**What is expected**
Your answer should be the line that contains "Definition of the keypoint: for every instance of the white road" and each line after it, restated word for word through the final line of the entries.

**Material for the task**
○ ○ ○

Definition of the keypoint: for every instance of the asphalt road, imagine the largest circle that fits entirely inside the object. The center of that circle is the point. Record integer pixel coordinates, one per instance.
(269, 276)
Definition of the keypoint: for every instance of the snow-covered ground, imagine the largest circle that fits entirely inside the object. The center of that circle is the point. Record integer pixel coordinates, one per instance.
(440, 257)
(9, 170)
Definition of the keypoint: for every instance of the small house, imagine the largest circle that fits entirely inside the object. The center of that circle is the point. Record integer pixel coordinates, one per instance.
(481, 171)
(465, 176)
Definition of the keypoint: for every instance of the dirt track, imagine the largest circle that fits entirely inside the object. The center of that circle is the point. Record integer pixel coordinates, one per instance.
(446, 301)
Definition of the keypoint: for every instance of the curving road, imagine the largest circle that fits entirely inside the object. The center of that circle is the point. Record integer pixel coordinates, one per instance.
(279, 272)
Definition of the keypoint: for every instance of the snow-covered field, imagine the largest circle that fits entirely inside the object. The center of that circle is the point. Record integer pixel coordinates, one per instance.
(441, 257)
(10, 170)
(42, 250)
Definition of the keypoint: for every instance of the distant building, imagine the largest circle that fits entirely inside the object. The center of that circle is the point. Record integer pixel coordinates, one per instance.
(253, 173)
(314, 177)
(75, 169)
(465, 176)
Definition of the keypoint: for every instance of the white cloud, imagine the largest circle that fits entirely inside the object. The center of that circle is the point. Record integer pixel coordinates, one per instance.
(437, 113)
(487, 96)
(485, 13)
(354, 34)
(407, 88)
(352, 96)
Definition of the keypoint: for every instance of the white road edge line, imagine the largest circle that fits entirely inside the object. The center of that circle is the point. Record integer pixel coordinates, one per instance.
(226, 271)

○ ○ ○

**Result for this exercise**
Definition of the keypoint: for every instance of the white road edge line, imagine the largest circle that fits entirely inside the object. The center of that circle is the point. Record integer pixel coordinates, one per instance.
(226, 271)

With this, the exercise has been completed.